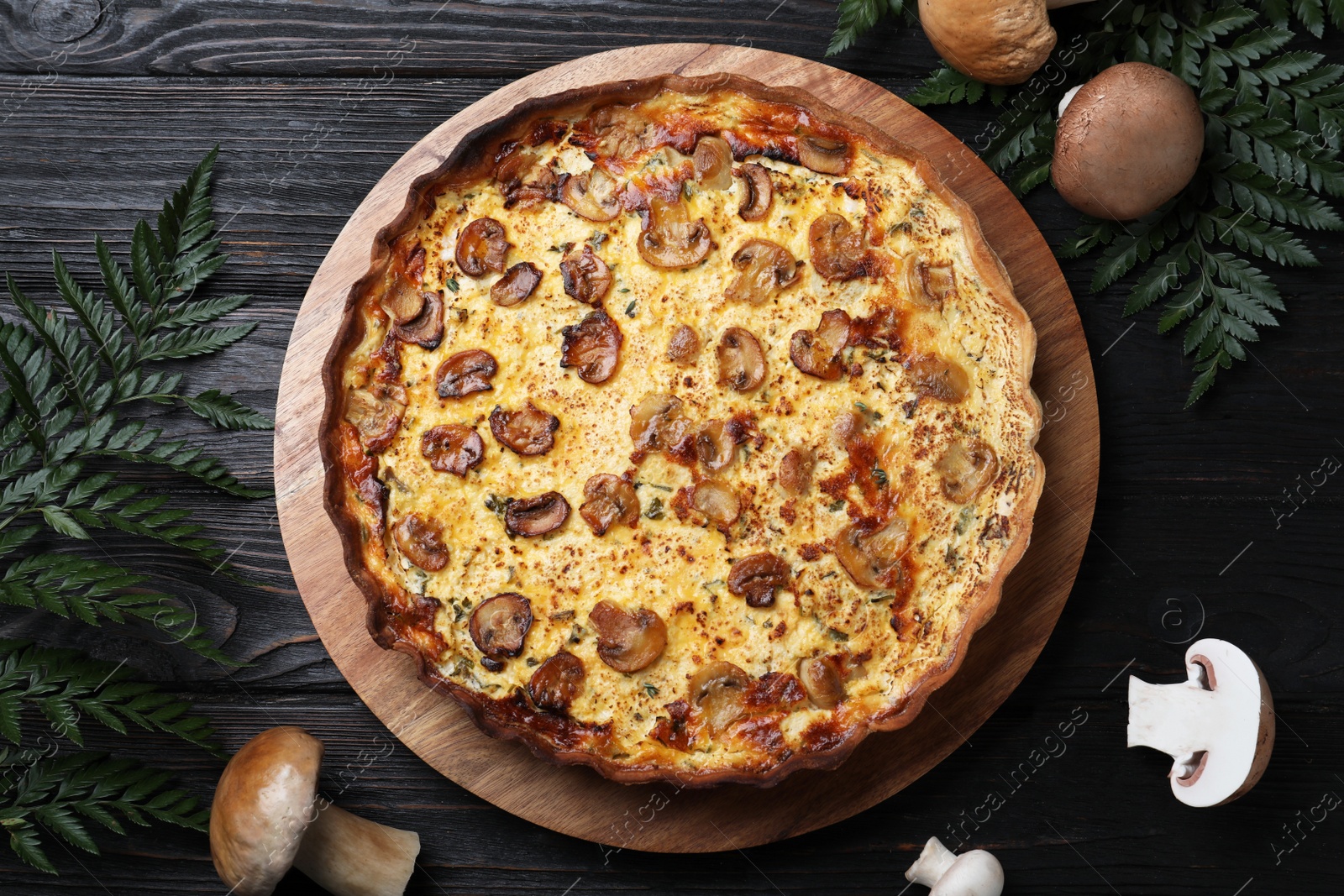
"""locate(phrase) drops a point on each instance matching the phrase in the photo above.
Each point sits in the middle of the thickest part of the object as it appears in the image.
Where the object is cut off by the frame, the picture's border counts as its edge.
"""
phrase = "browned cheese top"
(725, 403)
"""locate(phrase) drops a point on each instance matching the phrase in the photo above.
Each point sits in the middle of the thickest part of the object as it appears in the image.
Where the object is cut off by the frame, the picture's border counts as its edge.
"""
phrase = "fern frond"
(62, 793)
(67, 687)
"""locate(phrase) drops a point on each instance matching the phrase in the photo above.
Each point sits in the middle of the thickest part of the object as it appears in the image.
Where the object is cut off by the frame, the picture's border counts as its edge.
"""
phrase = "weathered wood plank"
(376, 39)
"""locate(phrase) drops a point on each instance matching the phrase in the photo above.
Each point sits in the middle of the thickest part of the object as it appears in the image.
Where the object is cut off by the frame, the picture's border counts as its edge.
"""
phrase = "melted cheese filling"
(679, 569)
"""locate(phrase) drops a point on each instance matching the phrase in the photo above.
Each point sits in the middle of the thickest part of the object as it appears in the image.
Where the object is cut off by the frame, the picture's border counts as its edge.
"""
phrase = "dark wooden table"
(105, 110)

_WHAT IS BEING ASKED_:
Reproduce the full listing verbatim so that only the pictures are missing.

_YOUR RESPONSE_:
"""locate(phrase) drops a point on each instance matching the phrase in the photo above.
Each point sits in the middle of the thickest part of the object as it appears in the image.
Where the object is cut off by the frame, the picture's border counts as its edge.
"""
phrase = "browned cheese top"
(725, 403)
"""locate(phrase) drops a point on each instance matching the phrase in the photo above.
Each point sits in the middle of the thickest part of the object as it appears in the image.
Where the object is cut off by the frame, the picture's border counts as its edge.
"""
phrase = "fern frond"
(62, 793)
(67, 687)
"""locate(phrase) drops a point on each instance matching the phrase in the photo above.
Each point sits in the middle of the thickest part of the object as it appears in the image.
Where the object is cut off by the frame, the picture's border counts as its edge.
"""
phrase = "weathered wood plank"
(376, 39)
"""locate(phrase) drops a point on each instance matching the phrase in the photo above.
Each point sits in the middle of the thickest part of the object as it appears in the image.
Where the object is cut off by the frame, the picture's border counts as its edge.
"""
phrase = "melted cheese filling"
(679, 569)
"""locate(phrase) drops a point on each instance matching the phrase in the photo above.
Each point sits in the middle of the thickest part of the object as it appears in the image.
Where the object is cut off by the frame, the picture's border counts as its edge.
"""
phrase = "dark wooden table"
(105, 110)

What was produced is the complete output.